>> begin Data section

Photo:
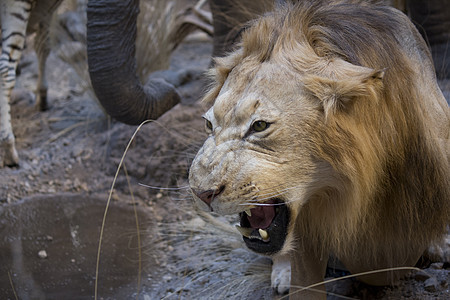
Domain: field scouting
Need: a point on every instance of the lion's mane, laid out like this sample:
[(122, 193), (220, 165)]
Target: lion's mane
[(385, 131)]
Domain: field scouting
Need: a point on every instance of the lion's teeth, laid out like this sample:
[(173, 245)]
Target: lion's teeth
[(263, 234), (244, 231)]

>> end Data section

» **Problem requirements**
Exactly reproduce the entries above, minus the pictures.

» **Full output**
Photo:
Domain: field scouting
Need: a point on every instance of the lion's mane, laid out like this sample:
[(122, 193), (220, 165)]
Target: lion's mane
[(385, 131)]
Domain: field scouting
Need: a point on every instance of the lion's teeth, laid out like this sample:
[(173, 245)]
Target: lion's teeth
[(263, 234), (244, 231)]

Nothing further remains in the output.